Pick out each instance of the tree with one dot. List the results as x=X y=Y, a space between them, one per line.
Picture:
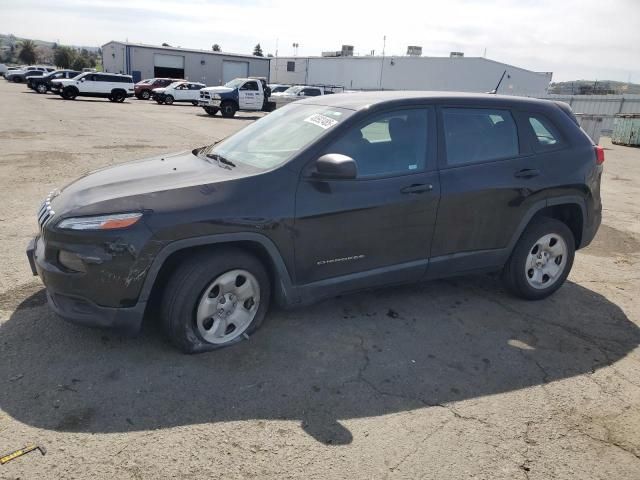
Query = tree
x=28 y=53
x=64 y=57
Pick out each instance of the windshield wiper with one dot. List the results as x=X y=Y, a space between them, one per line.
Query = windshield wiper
x=222 y=162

※

Update all of the material above by replacing "one dot" with "a single point" everywhere it occurs and changing nothing else. Leave out the pictures.

» Answer to the problem:
Pick out each instance of the tree with a single point. List the results as x=X y=Y, a space between them, one per line.
Picture:
Query = tree
x=28 y=53
x=64 y=57
Pick out each instance of the windshield wiper with a single point. List the results as x=X y=Y, a space between them, one per line.
Query = windshield wiper
x=222 y=162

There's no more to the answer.